• [EXTRACT]
━━━

Aleph-Alpha · moldhouse · Oct 28, 2024 · Oct 23, 2024
diff --git a/Cargo.toml b/Cargo.toml
@@ -11,10 +11,12 @@ categories = ["api-bindings"]
 # See more keys and their definitions at https://doc.rust-lang.org/cargo/reference/manifest.html
 
 [dependencies]
+async-stream = "0.3.6"
 base64 = "0.22.0"
+futures-util = "0.3.31"
 image = "0.25.1"
 itertools = "0.13.0"
-reqwest = { version = "0.12.3", features = ["json"] }
+reqwest = { version = "0.12.3", features = ["json", "stream"] }
 serde = { version = "1.0.197", features = ["derive"] }
 serde_json = "1.0.115"
 thiserror = "1.0.58"

diff --git a/src/chat.rs b/src/chat.rs
@@ -2,7 +2,7 @@ use std::borrow::Cow;
 
 use serde::{Deserialize, Serialize};
 
-use crate::Task;
+use crate::{StreamTask, Task};
 
 #[derive(Debug, Serialize, Deserialize, PartialEq, Eq)]
 pub struct Message<'a> {
@@ -126,6 +126,9 @@ struct ChatBody<'a> {
     /// When no value is provided, the default value of 1 will be used.
     #[serde(skip_serializing_if = "Option::is_none")]
     pub top_p: Option<f64>,
+    /// Whether to stream the response or not.
+    #[serde(skip_serializing_if = "std::ops::Not::not")]
+    pub stream: bool,
 }
 
 impl<'a> ChatBody<'a> {
@@ -136,8 +139,14 @@ impl<'a> ChatBody<'a> {
             maximum_tokens: task.maximum_tokens,
             temperature: task.temperature,
             top_p: task.top_p,
+            stream: false,
         }
     }
+
+    pub fn with_streaming(mut self) -> Self {
+        self.stream = true;
+        self
+    }
 }
 
 impl<'a> Task for TaskChat<'a> {
@@ -159,3 +168,55 @@ impl<'a> Task for TaskChat<'a> {
         response.choices.pop().unwrap()
     }
 }
+
+#[derive(Deserialize)]
+pub struct StreamMessage {
+    /// The role of the current chat completion. Will be assistant for the first chunk of every
+    /// completion stream and missing for the remaining chunks.
+    pub role: Option<String>,
+    /// The content of the current chat completion. Will be empty for the first chunk of every
+    /// completion stream and non-empty for the remaining chunks.
+    pub content: String,
+}
+
+/// One chunk of a chat completion stream.
+#[derive(Deserialize)]
+pub struct ChatStreamChunk {
+    /// The reason the model stopped generating tokens.
+    /// The value is only set in the last chunk of a completion and null otherwise.
+    pub finish_reason: Option<String>,
+    /// Chat completion chunk generated by the model when streaming is enabled.
+    pub delta: StreamMessage,
+}
+
+/// Event received from a chat completion stream. As the crate does not support multiple
+/// chat completions, there will always exactly one choice item.

━━━

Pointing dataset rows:
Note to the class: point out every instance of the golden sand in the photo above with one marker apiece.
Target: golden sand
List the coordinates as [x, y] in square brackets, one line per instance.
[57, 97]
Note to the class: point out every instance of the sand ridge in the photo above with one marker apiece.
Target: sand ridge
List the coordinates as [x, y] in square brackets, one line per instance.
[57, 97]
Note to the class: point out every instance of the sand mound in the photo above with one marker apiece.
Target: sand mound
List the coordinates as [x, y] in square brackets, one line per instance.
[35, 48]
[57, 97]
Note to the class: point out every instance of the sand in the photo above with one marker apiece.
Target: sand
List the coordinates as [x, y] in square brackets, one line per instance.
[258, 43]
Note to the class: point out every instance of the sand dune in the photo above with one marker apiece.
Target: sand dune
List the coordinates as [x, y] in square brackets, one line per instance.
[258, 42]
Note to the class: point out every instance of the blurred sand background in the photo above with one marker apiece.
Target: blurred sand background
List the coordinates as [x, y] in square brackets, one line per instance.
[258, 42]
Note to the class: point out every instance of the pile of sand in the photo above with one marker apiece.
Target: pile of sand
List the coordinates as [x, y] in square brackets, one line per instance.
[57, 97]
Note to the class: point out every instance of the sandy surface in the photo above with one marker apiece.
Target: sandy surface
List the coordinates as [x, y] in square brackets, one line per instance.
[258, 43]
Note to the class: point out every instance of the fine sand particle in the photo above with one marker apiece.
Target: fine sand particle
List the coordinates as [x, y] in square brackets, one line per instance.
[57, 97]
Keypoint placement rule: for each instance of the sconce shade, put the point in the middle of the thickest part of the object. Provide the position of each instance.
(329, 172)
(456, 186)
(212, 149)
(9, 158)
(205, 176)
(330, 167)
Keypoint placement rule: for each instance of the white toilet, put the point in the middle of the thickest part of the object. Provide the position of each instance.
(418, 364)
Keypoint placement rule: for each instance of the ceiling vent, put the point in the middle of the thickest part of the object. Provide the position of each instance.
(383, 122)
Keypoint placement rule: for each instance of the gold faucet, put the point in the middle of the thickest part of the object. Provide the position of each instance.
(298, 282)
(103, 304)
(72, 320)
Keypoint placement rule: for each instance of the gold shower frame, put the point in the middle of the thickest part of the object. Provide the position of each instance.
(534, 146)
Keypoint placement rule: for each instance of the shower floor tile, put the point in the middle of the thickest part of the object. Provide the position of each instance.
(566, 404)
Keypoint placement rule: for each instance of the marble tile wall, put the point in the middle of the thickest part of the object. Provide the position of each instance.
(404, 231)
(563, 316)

━━━

• [WHAT TO DO]
1. According to the diff, what is the role set to in the first chunk of every chat completion stream?
2. Duplicate the part of the diff starting with "-use crate::Task;" and going on through "response or not.".
These rows were taken from a different source than the diff.

• [SOLUTIONS TO THE TASKS]
1. Assistant.

2.
-use crate::Task;
+use crate::{StreamTask, Task};
 
 #[derive(Debug, Serialize, Deserialize, PartialEq, Eq)]
 pub struct Message<'a> {
@@ -126,6 +126,9 @@ struct ChatBody<'a> {
     /// When no value is provided, the default value of 1 will be used.
     #[serde(skip_serializing_if = "Option::is_none")]
     pub top_p: Option<f64>,
+    /// Whether to stream the response or not.